## Exercise objective:
Give again every line from the one with "Reviewer check: make sure each instance of the overcast" through the last line of the data, exactly, and leave out the lines before it.

Dataset entries:
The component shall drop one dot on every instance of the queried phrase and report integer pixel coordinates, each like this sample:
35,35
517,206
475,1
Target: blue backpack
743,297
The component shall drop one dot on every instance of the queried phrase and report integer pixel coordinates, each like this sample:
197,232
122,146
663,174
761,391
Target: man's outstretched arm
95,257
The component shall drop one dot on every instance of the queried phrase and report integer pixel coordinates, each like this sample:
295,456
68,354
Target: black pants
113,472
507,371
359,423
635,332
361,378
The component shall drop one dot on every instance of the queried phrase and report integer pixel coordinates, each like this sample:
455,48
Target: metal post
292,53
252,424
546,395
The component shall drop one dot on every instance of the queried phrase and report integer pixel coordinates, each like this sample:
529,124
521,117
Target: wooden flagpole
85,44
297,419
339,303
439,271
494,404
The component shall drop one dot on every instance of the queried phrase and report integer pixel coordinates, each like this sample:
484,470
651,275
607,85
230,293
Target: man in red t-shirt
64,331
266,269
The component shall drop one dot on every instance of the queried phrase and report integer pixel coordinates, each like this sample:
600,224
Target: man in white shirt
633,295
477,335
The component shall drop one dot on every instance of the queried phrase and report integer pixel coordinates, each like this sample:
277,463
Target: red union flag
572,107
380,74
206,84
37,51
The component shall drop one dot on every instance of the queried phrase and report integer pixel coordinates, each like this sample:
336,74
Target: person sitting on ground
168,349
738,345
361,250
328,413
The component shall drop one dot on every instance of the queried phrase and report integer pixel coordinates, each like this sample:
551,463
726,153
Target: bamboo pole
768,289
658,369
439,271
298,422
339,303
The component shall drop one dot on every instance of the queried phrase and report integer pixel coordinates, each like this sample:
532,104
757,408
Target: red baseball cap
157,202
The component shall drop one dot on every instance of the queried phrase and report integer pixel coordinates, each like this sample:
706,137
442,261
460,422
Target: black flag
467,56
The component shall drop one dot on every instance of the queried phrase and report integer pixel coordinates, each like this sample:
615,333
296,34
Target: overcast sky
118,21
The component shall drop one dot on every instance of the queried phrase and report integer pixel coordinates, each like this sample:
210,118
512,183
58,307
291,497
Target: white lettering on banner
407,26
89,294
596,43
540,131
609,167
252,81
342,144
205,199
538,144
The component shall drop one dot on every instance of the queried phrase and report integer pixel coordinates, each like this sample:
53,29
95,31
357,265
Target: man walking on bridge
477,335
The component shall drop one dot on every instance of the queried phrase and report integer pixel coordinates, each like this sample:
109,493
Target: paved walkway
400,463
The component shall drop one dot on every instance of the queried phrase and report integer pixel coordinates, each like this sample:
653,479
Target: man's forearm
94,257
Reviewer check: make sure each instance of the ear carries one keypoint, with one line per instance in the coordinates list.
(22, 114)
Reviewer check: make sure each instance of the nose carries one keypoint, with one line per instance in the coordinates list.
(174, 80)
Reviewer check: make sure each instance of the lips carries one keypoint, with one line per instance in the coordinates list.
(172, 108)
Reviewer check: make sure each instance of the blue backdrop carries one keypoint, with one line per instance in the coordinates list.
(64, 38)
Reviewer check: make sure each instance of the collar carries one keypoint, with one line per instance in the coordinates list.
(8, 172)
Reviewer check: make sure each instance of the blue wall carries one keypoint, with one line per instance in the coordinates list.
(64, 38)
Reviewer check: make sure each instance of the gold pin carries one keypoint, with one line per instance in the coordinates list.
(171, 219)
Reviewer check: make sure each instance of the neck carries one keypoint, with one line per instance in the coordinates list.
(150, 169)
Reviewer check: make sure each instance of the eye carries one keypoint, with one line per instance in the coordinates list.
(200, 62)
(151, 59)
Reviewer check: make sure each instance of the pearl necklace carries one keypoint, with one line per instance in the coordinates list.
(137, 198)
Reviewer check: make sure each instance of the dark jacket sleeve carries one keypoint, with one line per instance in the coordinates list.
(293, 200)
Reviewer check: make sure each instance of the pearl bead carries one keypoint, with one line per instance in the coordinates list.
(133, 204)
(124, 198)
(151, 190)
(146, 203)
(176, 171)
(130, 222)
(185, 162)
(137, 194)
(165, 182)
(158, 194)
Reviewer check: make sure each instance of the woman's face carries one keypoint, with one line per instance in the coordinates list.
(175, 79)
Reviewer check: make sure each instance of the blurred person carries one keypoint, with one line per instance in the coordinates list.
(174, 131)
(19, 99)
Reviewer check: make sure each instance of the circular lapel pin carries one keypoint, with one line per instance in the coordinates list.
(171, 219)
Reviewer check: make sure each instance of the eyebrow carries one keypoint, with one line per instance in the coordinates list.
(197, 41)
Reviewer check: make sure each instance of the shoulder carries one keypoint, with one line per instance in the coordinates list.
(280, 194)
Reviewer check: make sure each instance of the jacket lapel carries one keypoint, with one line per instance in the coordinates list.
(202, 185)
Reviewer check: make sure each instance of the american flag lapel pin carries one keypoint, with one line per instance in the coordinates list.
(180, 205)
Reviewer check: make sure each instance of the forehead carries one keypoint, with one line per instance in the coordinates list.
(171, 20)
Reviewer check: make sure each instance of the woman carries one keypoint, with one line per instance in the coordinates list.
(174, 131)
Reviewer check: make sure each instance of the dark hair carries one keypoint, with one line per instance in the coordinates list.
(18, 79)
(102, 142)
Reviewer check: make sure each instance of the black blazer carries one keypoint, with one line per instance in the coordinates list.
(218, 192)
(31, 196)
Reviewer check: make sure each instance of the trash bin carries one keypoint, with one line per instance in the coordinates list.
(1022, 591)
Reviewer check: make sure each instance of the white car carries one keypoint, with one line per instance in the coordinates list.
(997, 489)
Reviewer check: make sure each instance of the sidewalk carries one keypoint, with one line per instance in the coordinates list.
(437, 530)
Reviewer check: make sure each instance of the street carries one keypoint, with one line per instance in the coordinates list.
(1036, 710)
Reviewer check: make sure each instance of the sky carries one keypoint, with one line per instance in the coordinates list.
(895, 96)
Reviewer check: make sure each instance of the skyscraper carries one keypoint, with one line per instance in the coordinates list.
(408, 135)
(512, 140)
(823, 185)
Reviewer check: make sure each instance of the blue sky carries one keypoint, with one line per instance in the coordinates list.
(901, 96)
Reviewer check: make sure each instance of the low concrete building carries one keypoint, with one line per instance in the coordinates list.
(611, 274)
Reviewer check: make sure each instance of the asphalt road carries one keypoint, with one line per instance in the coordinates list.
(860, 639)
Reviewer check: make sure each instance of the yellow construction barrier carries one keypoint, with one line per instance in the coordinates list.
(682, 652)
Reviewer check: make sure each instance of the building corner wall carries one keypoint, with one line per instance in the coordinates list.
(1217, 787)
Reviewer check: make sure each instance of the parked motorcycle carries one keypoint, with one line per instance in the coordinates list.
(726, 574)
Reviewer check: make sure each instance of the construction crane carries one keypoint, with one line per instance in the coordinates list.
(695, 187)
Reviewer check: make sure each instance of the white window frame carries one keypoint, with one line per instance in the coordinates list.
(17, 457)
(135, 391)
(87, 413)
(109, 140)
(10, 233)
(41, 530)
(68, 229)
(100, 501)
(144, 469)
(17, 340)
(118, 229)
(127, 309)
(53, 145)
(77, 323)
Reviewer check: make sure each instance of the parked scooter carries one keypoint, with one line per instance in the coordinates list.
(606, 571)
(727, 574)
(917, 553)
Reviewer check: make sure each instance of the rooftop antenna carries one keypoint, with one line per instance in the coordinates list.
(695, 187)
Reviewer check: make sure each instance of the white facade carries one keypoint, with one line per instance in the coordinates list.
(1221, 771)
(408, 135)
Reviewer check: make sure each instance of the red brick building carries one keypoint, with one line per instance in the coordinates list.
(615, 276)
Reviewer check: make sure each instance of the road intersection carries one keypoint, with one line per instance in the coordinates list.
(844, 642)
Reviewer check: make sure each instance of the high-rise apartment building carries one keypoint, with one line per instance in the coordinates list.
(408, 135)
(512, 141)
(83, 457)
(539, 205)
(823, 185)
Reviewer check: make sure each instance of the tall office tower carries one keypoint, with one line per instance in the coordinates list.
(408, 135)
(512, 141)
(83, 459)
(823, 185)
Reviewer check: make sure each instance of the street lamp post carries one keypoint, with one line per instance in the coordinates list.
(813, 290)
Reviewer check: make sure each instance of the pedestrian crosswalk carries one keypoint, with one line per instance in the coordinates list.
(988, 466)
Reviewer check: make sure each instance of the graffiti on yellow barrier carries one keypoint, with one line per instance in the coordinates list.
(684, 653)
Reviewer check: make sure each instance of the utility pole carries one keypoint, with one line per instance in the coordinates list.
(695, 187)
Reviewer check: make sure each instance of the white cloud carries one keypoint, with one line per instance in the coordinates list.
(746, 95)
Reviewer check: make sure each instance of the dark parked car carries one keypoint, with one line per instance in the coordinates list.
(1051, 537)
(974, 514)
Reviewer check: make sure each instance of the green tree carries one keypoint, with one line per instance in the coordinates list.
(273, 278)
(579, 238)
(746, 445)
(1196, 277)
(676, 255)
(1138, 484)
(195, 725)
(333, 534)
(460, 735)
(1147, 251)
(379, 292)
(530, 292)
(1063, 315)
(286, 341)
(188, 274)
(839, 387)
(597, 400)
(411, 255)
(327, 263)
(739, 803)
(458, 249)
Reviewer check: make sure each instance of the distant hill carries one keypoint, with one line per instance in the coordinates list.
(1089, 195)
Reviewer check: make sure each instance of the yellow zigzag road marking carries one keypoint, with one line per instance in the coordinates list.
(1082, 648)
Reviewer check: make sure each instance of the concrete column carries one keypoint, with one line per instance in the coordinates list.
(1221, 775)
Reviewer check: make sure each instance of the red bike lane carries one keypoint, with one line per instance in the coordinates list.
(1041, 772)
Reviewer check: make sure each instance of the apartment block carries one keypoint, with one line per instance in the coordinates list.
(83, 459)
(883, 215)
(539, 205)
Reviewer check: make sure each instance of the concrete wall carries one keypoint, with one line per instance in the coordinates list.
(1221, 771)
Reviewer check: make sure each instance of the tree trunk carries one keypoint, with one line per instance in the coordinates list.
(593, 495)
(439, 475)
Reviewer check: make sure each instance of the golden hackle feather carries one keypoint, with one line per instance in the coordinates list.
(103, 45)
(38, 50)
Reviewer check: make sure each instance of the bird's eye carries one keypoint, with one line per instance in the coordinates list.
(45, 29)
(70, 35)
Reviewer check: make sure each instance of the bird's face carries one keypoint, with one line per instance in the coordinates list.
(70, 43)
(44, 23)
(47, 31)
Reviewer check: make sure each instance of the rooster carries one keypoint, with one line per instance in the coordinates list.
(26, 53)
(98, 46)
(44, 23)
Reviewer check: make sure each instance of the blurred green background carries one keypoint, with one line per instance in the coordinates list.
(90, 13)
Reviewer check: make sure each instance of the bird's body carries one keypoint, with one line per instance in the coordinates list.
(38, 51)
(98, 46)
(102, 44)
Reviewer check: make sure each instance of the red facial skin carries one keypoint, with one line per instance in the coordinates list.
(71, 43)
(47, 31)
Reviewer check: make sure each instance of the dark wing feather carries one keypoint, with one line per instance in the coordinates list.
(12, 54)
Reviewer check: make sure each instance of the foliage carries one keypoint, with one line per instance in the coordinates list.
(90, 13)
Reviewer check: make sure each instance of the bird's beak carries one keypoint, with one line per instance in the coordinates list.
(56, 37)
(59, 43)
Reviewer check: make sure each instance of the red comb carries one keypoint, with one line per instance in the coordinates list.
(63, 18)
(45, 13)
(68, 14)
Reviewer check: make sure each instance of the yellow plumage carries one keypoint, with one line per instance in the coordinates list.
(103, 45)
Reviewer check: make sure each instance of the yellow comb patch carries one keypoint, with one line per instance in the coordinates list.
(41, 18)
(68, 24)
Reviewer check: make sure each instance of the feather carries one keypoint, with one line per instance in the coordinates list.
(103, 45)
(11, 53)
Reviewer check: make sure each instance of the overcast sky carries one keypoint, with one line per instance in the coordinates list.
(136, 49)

## Answer to this problem:
Reviewer check: make sure each instance of the overcast sky carries one keypoint, with one line per instance in the coordinates list.
(136, 49)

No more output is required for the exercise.